MAREK ZAGAŃCZYK
Pulcinella, czyli Rozrywka dla dzieci
2 września 2020
To jest książka o powadze komedii, o śmiechu, który może łagodzić ból utraty. Tak przynajmniej ją czytam. Żart, dowcip zamiast ponuractwa. Zabawa zamiast łez, ale zabawa mądra, niewolna od myślenia. Bo komedia – pisze Agamben – „jest nie tylko starsza i głębsza od tragedii, ale jest również bliższa filozofii – tak bliska, że w ostateczności zdaje się z nią prawie tożsama”. Na fresku Bramantego widzimy Demokryta, który się śmieje i Heraklita, który płacze. Według Agambena obaj filozofowie wyrażają w ten sposób doświadczenie granic języka. „Podczas gdy w płaczu niemożność wypowiedzenia tego, co się chce wyrazić, jest bolesna, w śmiechu zamienia się w wesołość”.
To jest książka o Tiepolu i jego Pulcinelli, o malarzu i jednej z jego postaci, o mędrcu w błazeńskim przebraniu. Bo jeśli już żegnać się ze światem, to jak chce Agamben, na własnych prawach, godnie i w spokoju. „Śmierć nie musi być tragiczna, jedynie upieranie się przy życiu jest mimowolnie komiczne, a przecież nie o taki rodzaj komedii chodzi. A poza tym, może coś staje się interesujące dopiero wtedy, kiedy przeminie i jego czas się dopełni”.
Pulcinella ma w ujęciu Agambena pewien rys bluźnierczy, przynajmniej wielu może tak myśleć, gdy włoski filozof widzi w nim podobieństwo do najważniejszych postaci z ksiąg naszej wiary: do Chrystusa i Hioba. Giandomenico Tiepolo maluje go w chwili upadku Republiki Weneckiej jako znak tego, co było i zapowiedź tego, co nadejdzie. Ale tak naprawdę przedstawia go, bo ta dziwaczna biała postać w wielkiej czapie, jest najbliższa światu, który jest. Wybiera Pulcinellę nie jako ucieczkę, nie jako znak utraty pamięci, ale przeciwnie szuka w nim ostrości widzenia. Patrzy na kres Wenecji oczami postaci z komedii dell’arte. Bo tylko tak możemy dostrzec więcej i zostać przy życiu, albo przynajmniej rozstać się z nim bez zbędnych gestów, bez żalu i trwogi. Pulcinella jest czystym działaniem, nieustającą grą, przemianą. Agamben pisze nawet, że bohater Tiepola nigdy nie jest „czymś”, a jedynie „jak”. Pod maską nie skrywa żadnej twarzy, jego gra wyraża pełnię jego osoby, a skłonność do improwizacji właściwie nie ma końca. Pulcinella mimo otaczających go tłumów jest zawsze sam (choć bywa zwielokrotniony), jest ideą, której nie da się pochwycić, postacią zbyt ulotną by przypisać mu wyrazisty i na zawsze określony charakter.

-*-

(Co zrobić): Napisz dalszy ciąg zamieszczonego powyżej tekstu o Pulcinelli Tiepola, zaczynając zaraz po jego ostatnim zdaniu.

(Wiersze):
-*-

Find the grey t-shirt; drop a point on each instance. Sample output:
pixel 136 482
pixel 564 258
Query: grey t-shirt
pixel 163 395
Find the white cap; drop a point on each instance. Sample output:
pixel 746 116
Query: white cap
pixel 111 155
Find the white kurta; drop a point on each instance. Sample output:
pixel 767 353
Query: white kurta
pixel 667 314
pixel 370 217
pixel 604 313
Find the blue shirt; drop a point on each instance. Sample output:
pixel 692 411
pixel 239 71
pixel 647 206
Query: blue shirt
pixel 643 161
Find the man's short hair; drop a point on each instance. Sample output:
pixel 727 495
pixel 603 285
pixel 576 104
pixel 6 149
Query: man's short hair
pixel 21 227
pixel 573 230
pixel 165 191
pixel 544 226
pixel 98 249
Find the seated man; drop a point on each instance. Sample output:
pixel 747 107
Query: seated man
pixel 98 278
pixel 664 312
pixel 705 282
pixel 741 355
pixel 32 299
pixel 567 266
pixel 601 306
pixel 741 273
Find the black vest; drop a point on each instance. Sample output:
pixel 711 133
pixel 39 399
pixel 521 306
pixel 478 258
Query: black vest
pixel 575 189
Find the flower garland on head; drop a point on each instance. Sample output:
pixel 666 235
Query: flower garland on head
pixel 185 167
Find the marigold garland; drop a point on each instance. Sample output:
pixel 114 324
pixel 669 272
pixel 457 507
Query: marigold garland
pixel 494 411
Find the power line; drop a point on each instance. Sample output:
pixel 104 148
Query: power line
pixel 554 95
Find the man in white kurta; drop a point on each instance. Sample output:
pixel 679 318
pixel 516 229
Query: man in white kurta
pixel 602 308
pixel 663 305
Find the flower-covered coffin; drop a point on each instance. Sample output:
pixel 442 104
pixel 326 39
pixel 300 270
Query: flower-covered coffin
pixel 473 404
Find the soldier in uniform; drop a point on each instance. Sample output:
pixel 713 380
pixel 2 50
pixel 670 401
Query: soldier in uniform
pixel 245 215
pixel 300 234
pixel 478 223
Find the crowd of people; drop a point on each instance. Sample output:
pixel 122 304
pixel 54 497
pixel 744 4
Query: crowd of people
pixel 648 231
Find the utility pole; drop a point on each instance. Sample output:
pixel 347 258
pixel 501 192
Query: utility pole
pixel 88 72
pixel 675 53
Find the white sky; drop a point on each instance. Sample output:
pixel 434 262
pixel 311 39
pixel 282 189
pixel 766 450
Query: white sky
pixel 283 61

-*-

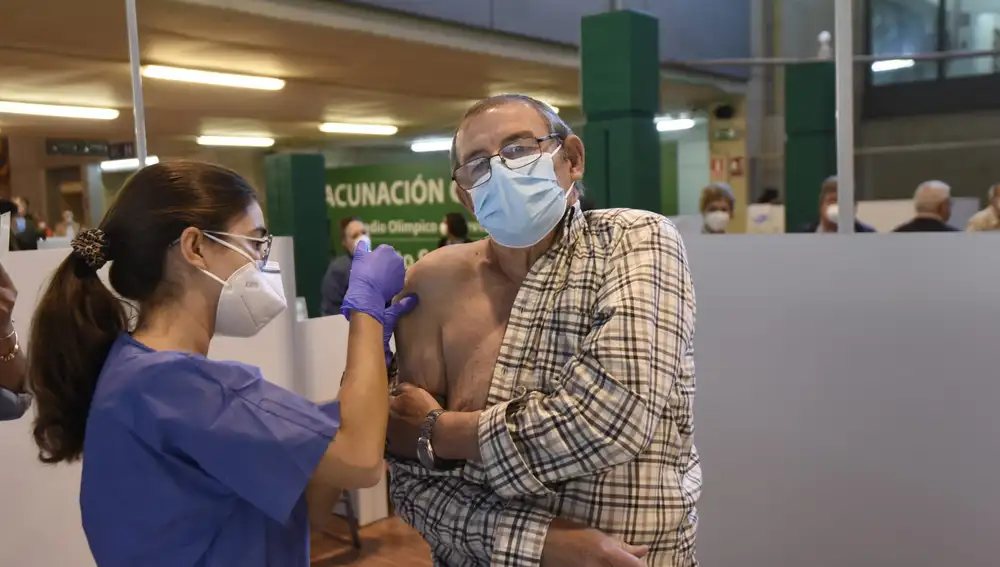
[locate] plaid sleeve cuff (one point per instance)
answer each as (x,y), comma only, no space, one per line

-*-

(Odpowiedź na zadanie):
Na klęskę świata, na śmierć tego, co kochamy można reagować gwałtownie jak Goya, ale można widzieć ją także, jak Tiepolo, patrzeć z uśmiechem zakładającym oddalenie, dystans pozwalający na chwilę namysłu, który wcale nie musi być chłodny, zrównoważony, ale może toczyć się w grze, w parodii, w śmiechu, pośród błahych czynności. Pulcinella spełnia się w deformacji, w błazenadzie. Tragedia, podpowiada Agamben, znajduje dla siebie przystań w książce, komedia zaś ma miejsce w teatrze. Tragedia wymaga od nas odpowiedzialności za czyny, komedia zdejmuje z nas to ciężkie brzemię. Ale Pulcinella w ujęciu Tiepola i Agambena jest tak naprawdę orędownikiem dzielności w życiu i uczy w jaki sposób dbać o jakość naszego istnienia. Bo „zastanawiać się nad Pulcinellą nie znaczy jedynie zastanawiać się jak Stendhal: «Jakim jestem człowiekiem?», «jaki jest mój charakter?» lecz także i przede wszystkim: «Czy naprawdę przeżyłem moje życie?»”. I dalej, u Agambena, padają słowa o twarzy, na której wyryte jest nie to, co przeżyliśmy, lecz to, co pozostało nieprzeżyte. Pulcinella może być wzorem istnienia do końca, odwagi pełnego uczestnictwa we wszystkim, co przynosi nam los, wytrwałości, otwarcia na to, co nieprzewidywalne, także na to, co tylko z pozoru jest „rozrywką dla dzieci”.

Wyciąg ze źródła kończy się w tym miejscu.